- [TAREFA PROPOSTA A]:
No texto sobre a operação em Faquina, quantas toneladas de material foram capturadas ao IN?

Na noite do regresso, descansando o corpo, falou uma vez mais o sentimento, o recordar do que ainda havia bem pouco passara.”


A propósito desta operação, o meu camarada Fur. Mano Nunes da CCaç. 2549, do GrComb do Alf. Carmo Ferreira, refere que foi nesta acção que teve o seu baptismo de fogo e onde dessa vez, diz ele:

“...foi aquele "ronco"!

Até agora ainda não tinha sido superado. Foram 24 toneladas de material capturado ao IN e quando já vinham de regresso para o quartel em Cuntima, sucedeu aquilo que eles já não contavam, depois de terem galgado quilómetros sem conta - Porrada!

Eles (IN) começaram em força. Até levaram o 82 para a emboscada! E depois esperaram que as NT entrassem na bolanha, zona aberta e sem a mínima protecção, desencadearam o “fogachal”. Aquelas imensas nuvens de pó, que as morteiradas do 82 levantavam, metiam-lhe medo e cá uma confusão! Contudo a reacção das NT foi pronta. As armas cuspiam raiva, revolta e morte”(1).

O Cap. Vasco Lourenço comandante da CCaç 2549 faz a seguinte referência:

“Faquina!...nome que só por si era um mito.
Faquina!...local onde o pessoal da companhia (algum) tivera o seu baptismo de fogo, numa operação onde se fizera o maior ronco da Guiné, respeitante a captura de material, até então por alguém conseguido.


...Continuamos a batida e pouco depois, ao passar-se junto ao marco 99 (2), verifiquei quanto estivéramos ‘do outro lado’.
Continua-se, verifica-se a arrecadação do primeiro e grande Ronco feito em Faquina e eis-nos junto ao poço de água extraordinariamente amarela do barro e da sujidade, mas que urgia aproveitar.....”



Capa da 1ª Edição do Livro do Cap. Vasco Loureço – Militar de Abril

Depoimentos Pessoais

Segundo conta o meu camarada Fur. Albano Silva, do 1º Pel. da CCaç 2547, gondomarense e amigo de infância, também eles por determinação do nosso Comandante Ten. Cor. Agostinho Ferreira, avançaram para as “ Faquinas – Fula e Mandinga “ (antigas tabancas abandonadas) situadas junto à fronteira senegalesa “ marco 99” e à tabanca de Sare Demba Chucael. Aliás, conforme é referido na História da CCaç. 2529.

Foram helitransportados juntamente com Os Roncos, de Farim para aquela localidade onde foram lançados.

Referiu ainda que estiveram em território senegalês e que se avistaram com alguns elementos da tropa senegalesa sem que tivesse havido qualquer atrito com eles e posteriormente quando progrediam para o interior do nosso território, batendo a área mencionada, também detectaram um “chamado” depósito de armas e que também as transportaram para Farim, conforme documenta com uma foto, exibindo parte do célebre ronco.
Ainda a propósito desta famosa operação, segundo me contou o meu amigo M. Baldé, homem das transmissões, o qual integrava o GrComb Os Roncos (3), comandado na altura, pelo então Fur. Cherno Sissé, a descoberta do material capturado deveu-se ao acaso, aliás, muito interessante.

- [MATERIAL FORNECIDO]:
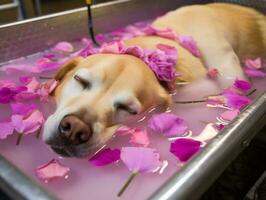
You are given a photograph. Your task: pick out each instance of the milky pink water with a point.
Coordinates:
(86, 181)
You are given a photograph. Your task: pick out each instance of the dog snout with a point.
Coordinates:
(74, 130)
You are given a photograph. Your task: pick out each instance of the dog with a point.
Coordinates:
(99, 92)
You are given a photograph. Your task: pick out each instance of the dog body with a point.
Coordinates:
(97, 93)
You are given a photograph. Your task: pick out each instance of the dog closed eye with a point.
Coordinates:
(84, 83)
(124, 107)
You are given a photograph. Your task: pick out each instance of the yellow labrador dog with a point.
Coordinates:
(97, 93)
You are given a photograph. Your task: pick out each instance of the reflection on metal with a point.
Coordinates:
(200, 172)
(30, 36)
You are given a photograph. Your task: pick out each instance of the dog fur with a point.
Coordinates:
(225, 34)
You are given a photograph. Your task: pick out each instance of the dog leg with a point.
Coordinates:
(218, 53)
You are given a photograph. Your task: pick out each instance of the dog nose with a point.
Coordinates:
(74, 130)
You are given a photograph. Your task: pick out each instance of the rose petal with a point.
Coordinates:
(7, 84)
(255, 73)
(140, 137)
(168, 123)
(23, 109)
(213, 73)
(29, 124)
(105, 157)
(113, 47)
(253, 64)
(236, 101)
(207, 133)
(6, 129)
(229, 115)
(190, 44)
(184, 149)
(242, 85)
(63, 47)
(51, 170)
(140, 159)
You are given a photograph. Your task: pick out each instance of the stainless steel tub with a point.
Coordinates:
(31, 36)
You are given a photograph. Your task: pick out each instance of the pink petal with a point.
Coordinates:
(6, 129)
(219, 127)
(253, 64)
(190, 44)
(22, 109)
(8, 95)
(113, 47)
(165, 33)
(49, 56)
(216, 100)
(124, 130)
(15, 68)
(87, 51)
(7, 84)
(236, 101)
(24, 96)
(17, 123)
(27, 125)
(51, 170)
(140, 137)
(242, 85)
(168, 123)
(255, 73)
(46, 89)
(63, 47)
(101, 38)
(32, 84)
(86, 41)
(213, 73)
(105, 157)
(229, 115)
(140, 159)
(184, 149)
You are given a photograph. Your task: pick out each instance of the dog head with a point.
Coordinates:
(94, 96)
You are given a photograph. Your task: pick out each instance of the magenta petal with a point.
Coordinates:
(28, 124)
(168, 123)
(7, 84)
(236, 101)
(253, 64)
(46, 89)
(112, 47)
(63, 47)
(24, 96)
(183, 149)
(15, 68)
(141, 159)
(229, 115)
(6, 95)
(242, 85)
(22, 109)
(213, 73)
(140, 137)
(190, 44)
(6, 129)
(255, 73)
(51, 170)
(105, 157)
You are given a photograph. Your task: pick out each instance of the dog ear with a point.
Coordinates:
(67, 67)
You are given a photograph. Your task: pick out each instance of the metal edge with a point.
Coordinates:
(18, 186)
(206, 166)
(77, 10)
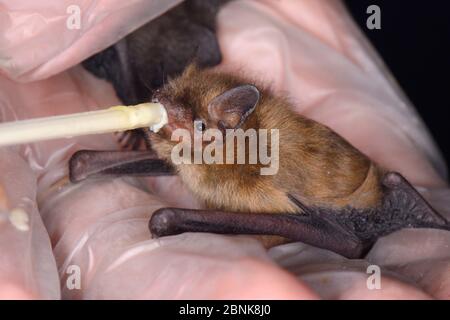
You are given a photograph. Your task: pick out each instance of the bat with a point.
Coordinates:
(143, 61)
(325, 193)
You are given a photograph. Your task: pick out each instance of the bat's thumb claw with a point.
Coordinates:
(163, 222)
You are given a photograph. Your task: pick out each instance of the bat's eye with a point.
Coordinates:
(199, 125)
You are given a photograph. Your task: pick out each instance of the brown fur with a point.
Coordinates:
(316, 165)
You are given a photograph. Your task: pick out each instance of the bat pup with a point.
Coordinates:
(316, 187)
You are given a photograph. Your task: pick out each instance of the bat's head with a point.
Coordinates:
(200, 100)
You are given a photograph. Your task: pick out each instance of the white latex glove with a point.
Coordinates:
(312, 51)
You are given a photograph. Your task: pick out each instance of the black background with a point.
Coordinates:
(414, 42)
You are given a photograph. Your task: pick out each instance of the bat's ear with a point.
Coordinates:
(232, 108)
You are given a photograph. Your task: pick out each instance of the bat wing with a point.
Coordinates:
(348, 231)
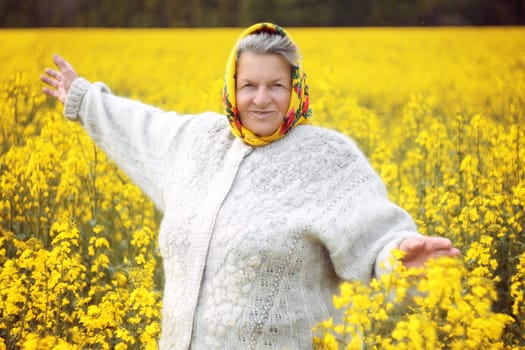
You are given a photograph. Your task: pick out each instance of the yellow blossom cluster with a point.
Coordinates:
(438, 111)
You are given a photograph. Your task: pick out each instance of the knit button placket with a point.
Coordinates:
(221, 188)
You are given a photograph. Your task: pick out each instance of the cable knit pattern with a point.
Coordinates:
(255, 241)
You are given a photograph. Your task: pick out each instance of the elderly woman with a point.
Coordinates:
(264, 214)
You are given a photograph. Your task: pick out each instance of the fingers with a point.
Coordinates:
(60, 62)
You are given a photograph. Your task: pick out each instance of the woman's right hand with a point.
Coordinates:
(60, 80)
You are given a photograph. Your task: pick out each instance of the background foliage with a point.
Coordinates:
(232, 13)
(439, 112)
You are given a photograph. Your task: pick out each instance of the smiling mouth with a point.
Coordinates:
(261, 114)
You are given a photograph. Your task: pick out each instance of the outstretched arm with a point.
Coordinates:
(418, 250)
(59, 81)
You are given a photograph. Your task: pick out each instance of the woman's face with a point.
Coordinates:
(263, 89)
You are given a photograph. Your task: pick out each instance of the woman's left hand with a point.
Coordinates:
(418, 250)
(60, 80)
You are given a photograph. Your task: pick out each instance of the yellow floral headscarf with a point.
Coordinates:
(299, 110)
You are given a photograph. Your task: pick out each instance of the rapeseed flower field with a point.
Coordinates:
(439, 112)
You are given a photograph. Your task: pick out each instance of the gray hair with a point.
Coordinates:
(267, 43)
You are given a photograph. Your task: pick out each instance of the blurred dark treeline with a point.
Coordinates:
(240, 13)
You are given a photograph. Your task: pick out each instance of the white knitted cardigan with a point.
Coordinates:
(255, 241)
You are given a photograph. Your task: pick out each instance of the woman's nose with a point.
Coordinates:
(262, 97)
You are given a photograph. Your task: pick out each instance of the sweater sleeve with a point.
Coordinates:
(134, 135)
(363, 226)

- [TAREFA PROPOSTA B]:
Reescreva em CSV de duas colunas, "texto" e "resposta", os registos desde a linha que contém "sleeve with a point." até ao fim dos registos, ambos incluídos. Faça uma linha para cada texto com a sua resposta, cada um num campo entre aspas, com as quebras de linha trocadas por espaços.

- [RESULTADO DA TAREFA A]:
Foram capturadas 24 toneladas de material.

- [RESULTADO DA TAREFA B]:
texto,resposta
"You are given a photograph. Your task: pick out each instance of the sweater sleeve with a point. Coordinates:","(134, 135) (363, 226)"